[Items from a data source]
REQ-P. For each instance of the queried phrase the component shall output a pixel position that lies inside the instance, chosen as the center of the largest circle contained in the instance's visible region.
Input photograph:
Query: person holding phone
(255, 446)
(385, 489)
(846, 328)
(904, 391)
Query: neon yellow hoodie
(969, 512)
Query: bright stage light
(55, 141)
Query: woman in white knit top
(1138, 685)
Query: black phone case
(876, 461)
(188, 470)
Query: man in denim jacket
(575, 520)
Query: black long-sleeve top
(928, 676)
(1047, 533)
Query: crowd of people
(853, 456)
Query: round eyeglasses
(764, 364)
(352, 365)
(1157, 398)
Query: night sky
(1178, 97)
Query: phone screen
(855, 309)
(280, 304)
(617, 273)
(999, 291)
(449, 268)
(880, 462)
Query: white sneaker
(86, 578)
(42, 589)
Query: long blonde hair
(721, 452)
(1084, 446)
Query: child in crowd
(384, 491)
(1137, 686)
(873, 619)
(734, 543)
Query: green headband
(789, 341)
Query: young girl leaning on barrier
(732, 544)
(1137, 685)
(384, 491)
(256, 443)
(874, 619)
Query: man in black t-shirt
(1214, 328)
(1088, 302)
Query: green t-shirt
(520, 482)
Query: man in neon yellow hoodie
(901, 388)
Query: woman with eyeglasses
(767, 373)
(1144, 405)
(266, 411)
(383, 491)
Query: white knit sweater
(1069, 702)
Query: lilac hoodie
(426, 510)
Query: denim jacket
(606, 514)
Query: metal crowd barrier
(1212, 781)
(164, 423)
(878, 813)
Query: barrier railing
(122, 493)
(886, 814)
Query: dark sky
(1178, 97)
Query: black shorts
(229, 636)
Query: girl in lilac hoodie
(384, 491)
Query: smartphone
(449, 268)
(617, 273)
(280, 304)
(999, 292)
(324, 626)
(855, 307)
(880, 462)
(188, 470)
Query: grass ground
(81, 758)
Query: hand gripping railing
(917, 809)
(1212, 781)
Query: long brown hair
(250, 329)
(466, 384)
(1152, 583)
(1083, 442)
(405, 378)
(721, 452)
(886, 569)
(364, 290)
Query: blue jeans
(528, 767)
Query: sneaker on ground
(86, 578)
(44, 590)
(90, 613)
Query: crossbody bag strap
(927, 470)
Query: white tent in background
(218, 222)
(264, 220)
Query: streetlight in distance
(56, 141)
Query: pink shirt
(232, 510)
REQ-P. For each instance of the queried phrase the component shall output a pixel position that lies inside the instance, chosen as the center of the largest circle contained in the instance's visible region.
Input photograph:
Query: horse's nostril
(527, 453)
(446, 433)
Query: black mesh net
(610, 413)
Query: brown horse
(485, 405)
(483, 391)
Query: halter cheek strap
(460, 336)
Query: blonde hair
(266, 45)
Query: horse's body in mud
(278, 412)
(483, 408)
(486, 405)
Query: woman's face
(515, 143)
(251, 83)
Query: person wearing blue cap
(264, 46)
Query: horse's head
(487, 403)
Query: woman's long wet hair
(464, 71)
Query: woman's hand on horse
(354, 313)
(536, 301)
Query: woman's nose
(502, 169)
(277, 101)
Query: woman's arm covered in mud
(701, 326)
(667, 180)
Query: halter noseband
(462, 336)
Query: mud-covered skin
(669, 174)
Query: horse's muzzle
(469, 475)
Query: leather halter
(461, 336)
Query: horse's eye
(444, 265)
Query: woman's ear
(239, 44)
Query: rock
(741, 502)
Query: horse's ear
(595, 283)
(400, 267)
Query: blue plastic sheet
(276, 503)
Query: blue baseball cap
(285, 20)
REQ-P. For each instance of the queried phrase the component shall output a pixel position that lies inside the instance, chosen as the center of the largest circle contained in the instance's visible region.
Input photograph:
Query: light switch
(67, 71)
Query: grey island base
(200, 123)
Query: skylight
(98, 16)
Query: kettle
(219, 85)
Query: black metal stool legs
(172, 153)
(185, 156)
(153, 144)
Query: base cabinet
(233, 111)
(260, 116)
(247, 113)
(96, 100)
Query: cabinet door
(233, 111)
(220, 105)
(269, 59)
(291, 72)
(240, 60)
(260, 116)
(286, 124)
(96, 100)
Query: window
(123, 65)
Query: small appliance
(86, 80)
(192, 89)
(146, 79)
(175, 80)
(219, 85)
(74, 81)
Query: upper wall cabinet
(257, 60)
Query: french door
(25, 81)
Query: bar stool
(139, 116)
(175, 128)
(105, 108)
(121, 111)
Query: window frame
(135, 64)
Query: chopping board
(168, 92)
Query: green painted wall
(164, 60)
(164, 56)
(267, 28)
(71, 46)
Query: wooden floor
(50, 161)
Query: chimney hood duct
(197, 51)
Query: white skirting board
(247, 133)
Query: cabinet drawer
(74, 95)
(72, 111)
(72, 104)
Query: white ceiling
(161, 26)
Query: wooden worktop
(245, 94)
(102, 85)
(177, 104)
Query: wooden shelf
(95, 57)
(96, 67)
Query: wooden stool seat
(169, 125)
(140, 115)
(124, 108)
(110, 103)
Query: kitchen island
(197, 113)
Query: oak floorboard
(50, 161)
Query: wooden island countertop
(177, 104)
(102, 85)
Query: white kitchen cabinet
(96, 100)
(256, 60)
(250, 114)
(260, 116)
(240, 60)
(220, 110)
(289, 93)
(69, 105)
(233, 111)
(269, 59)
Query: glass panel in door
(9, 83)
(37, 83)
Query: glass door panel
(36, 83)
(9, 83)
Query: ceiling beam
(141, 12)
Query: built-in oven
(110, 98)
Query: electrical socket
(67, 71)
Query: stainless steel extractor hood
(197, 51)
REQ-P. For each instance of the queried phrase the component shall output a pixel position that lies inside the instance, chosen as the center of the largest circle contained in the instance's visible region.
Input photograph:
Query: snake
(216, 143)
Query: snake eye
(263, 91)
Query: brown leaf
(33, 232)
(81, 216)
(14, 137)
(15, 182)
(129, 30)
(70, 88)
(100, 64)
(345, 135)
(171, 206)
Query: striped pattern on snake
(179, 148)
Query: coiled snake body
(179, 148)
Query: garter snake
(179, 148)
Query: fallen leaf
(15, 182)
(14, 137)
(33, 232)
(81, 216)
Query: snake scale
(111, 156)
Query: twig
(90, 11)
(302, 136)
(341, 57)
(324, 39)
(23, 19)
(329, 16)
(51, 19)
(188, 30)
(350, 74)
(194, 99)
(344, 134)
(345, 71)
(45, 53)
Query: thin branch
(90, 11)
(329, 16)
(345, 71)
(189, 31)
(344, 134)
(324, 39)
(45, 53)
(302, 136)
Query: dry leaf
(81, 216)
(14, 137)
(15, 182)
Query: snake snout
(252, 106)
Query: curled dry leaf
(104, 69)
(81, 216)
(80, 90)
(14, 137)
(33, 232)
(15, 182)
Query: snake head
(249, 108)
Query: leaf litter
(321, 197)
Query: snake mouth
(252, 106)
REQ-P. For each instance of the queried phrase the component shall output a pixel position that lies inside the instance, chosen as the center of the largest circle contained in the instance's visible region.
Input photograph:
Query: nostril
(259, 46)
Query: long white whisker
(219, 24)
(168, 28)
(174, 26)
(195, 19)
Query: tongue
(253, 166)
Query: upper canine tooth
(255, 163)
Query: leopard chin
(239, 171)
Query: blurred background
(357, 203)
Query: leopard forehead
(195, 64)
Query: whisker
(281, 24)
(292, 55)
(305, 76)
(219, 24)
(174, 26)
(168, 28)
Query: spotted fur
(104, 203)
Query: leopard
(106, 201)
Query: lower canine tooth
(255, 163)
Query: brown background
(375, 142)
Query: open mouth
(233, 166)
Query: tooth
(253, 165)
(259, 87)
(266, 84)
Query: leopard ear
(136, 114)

Request
Output all of the material exactly as written.

Task solution
REQ-P. For each instance of the queried phrase the component shall output a pixel position that lies inside the instance, chosen as the center of the largest circle contained in the instance's visible region.
Input photograph:
Query: person holding phone
(255, 446)
(385, 489)
(846, 328)
(904, 391)
Query: neon yellow hoodie
(969, 512)
Query: bright stage light
(55, 141)
Query: woman in white knit top
(1138, 685)
Query: black phone case
(876, 461)
(188, 470)
Query: man in denim jacket
(575, 520)
Query: black long-sleeve top
(928, 676)
(1047, 533)
Query: crowd of people
(853, 456)
Query: round eyeglasses
(764, 364)
(352, 365)
(1157, 398)
Query: night sky
(1178, 97)
Query: phone screen
(855, 309)
(280, 304)
(617, 273)
(999, 291)
(449, 268)
(880, 462)
Query: white sneaker
(86, 578)
(42, 589)
Query: long blonde hair
(721, 452)
(1084, 446)
Query: child in crowd
(384, 491)
(1137, 686)
(873, 619)
(734, 543)
Query: green headband
(789, 341)
Query: young girl leaning on barrier
(732, 544)
(1137, 685)
(384, 491)
(256, 443)
(874, 619)
Query: man in black t-shirt
(1214, 328)
(1088, 302)
Query: green t-shirt
(520, 482)
Query: man in neon yellow hoodie
(901, 388)
Query: woman with eyeglasses
(767, 373)
(1144, 405)
(266, 411)
(383, 491)
Query: white knit sweater
(1069, 702)
Query: lilac hoodie
(426, 510)
Query: denim jacket
(606, 514)
Query: metal crowd barrier
(1212, 781)
(164, 423)
(878, 813)
Query: barrier railing
(122, 493)
(886, 814)
Query: dark sky
(1178, 97)
Query: black shorts
(229, 636)
Query: girl in lilac hoodie
(384, 491)
Query: smartphone
(449, 268)
(617, 273)
(280, 304)
(999, 292)
(324, 626)
(855, 307)
(880, 462)
(188, 470)
Query: grass ground
(81, 758)
Query: hand gripping railing
(917, 809)
(1212, 781)
Query: long brown hair
(250, 329)
(466, 384)
(1152, 583)
(1083, 442)
(405, 378)
(721, 452)
(886, 569)
(364, 290)
Query: blue jeans
(528, 767)
Query: sneaker on ground
(86, 578)
(44, 590)
(90, 613)
Query: crossbody bag strap
(927, 470)
Query: white tent in background
(218, 222)
(264, 220)
Query: streetlight in distance
(56, 141)
Query: pink shirt
(232, 510)
REQ-P. For each instance of the queried phrase the component shall output a pixel position that lies inside the instance, chosen as the center of the largest circle contained in the instance's visible region.
Input photograph:
Query: horse's nostril
(527, 453)
(446, 433)
Query: black mesh net
(610, 413)
Query: brown horse
(485, 405)
(483, 391)
Query: halter cheek strap
(460, 336)
Query: blonde hair
(266, 45)
Query: horse's body in mud
(278, 412)
(483, 408)
(486, 405)
Query: woman's face
(515, 143)
(251, 83)
Query: person wearing blue cap
(264, 46)
Query: horse's head
(487, 403)
Query: woman's long wet hair
(464, 71)
Query: woman's hand on horse
(354, 313)
(536, 301)
Query: woman's nose
(502, 169)
(277, 101)
Query: woman's arm covered in mud
(701, 326)
(667, 180)
Query: halter noseband
(462, 336)
Query: mud-covered skin
(669, 174)
Query: horse's muzzle
(469, 475)
Query: leather halter
(461, 336)
Query: horse's eye
(444, 265)
Query: woman's ear
(239, 44)
Query: rock
(741, 502)
Query: horse's ear
(595, 283)
(400, 267)
Query: blue plastic sheet
(276, 503)
Query: blue baseball cap
(285, 20)
REQ-P. For each instance of the queried phrase the component shall output a pixel position that lies inside the instance, chosen as the center of the largest circle contained in the instance's visible region.
Input photograph:
Query: light switch
(67, 71)
Query: grey island base
(200, 123)
Query: skylight
(98, 16)
Query: kettle
(219, 85)
Query: black metal stool legs
(172, 153)
(185, 156)
(153, 144)
Query: base cabinet
(233, 111)
(260, 116)
(247, 113)
(96, 100)
Query: cabinet door
(233, 111)
(220, 105)
(269, 59)
(291, 72)
(240, 60)
(260, 116)
(286, 124)
(96, 100)
Query: window
(123, 65)
Query: small appliance
(86, 80)
(192, 89)
(146, 79)
(175, 80)
(219, 85)
(74, 81)
Query: upper wall cabinet
(257, 60)
Query: french door
(25, 81)
Query: bar stool
(139, 116)
(175, 128)
(105, 108)
(121, 111)
Query: window frame
(135, 64)
Query: chopping board
(168, 92)
Query: green painted wall
(164, 60)
(164, 56)
(267, 28)
(71, 46)
Query: wooden floor
(50, 161)
Query: chimney hood duct
(197, 51)
Query: white skirting board
(247, 133)
Query: cabinet drawer
(74, 95)
(72, 111)
(72, 104)
Query: white ceiling
(161, 26)
Query: wooden worktop
(245, 94)
(102, 85)
(177, 104)
Query: wooden shelf
(95, 57)
(96, 67)
Query: wooden stool seat
(169, 125)
(140, 115)
(124, 108)
(110, 103)
Query: kitchen island
(197, 113)
Query: oak floorboard
(50, 161)
Query: wooden island countertop
(177, 104)
(102, 85)
Query: white kitchen cabinet
(96, 100)
(256, 60)
(250, 114)
(260, 116)
(240, 60)
(220, 110)
(289, 93)
(69, 105)
(233, 111)
(269, 59)
Query: glass panel in door
(9, 83)
(37, 83)
Query: glass door panel
(36, 83)
(9, 83)
Query: ceiling beam
(141, 12)
Query: built-in oven
(110, 98)
Query: electrical socket
(67, 71)
Query: stainless steel extractor hood
(197, 51)
REQ-P. For each instance of the queried phrase the component shall output a pixel position that lies inside the instance, chosen as the center of the largest circle contained in the instance's visible region.
Input photograph:
Query: snake
(216, 143)
Query: snake eye
(263, 91)
Query: brown leaf
(33, 232)
(81, 216)
(14, 137)
(15, 182)
(129, 30)
(70, 88)
(100, 64)
(345, 135)
(171, 206)
Query: striped pattern on snake
(179, 148)
Query: coiled snake body
(179, 148)
Query: garter snake
(179, 148)
Query: fallen leaf
(15, 182)
(14, 137)
(33, 232)
(81, 216)
Query: snake scale
(111, 156)
Query: twig
(90, 11)
(302, 136)
(341, 57)
(324, 39)
(23, 19)
(329, 16)
(51, 19)
(188, 30)
(350, 74)
(194, 99)
(344, 134)
(345, 71)
(45, 53)
Query: thin branch
(90, 11)
(329, 16)
(345, 71)
(189, 31)
(344, 134)
(324, 39)
(45, 53)
(302, 136)
Query: dry leaf
(81, 216)
(14, 137)
(15, 182)
Query: snake snout
(252, 106)
Query: curled dry leaf
(104, 69)
(81, 216)
(80, 90)
(14, 137)
(33, 232)
(15, 182)
Query: snake head
(249, 108)
Query: leaf litter
(321, 197)
Query: snake mouth
(252, 106)
REQ-P. For each instance of the queried phrase the component shall output a pixel position that lies inside the instance, chosen as the center of the largest circle contained in the instance's visible region.
Input photograph:
Query: nostril
(259, 46)
Query: long white whisker
(219, 24)
(168, 28)
(174, 26)
(195, 19)
Query: tongue
(253, 166)
Query: upper canine tooth
(255, 163)
Query: leopard chin
(239, 171)
Query: blurred background
(357, 203)
Query: leopard forehead
(195, 64)
Query: whisker
(281, 24)
(292, 55)
(305, 76)
(219, 24)
(174, 26)
(168, 28)
Query: spotted fur
(104, 203)
Query: leopard
(106, 201)
Query: lower canine tooth
(255, 163)
Query: brown background
(375, 142)
Query: open mouth
(233, 166)
Query: tooth
(253, 165)
(259, 87)
(266, 84)
Query: leopard ear
(136, 114)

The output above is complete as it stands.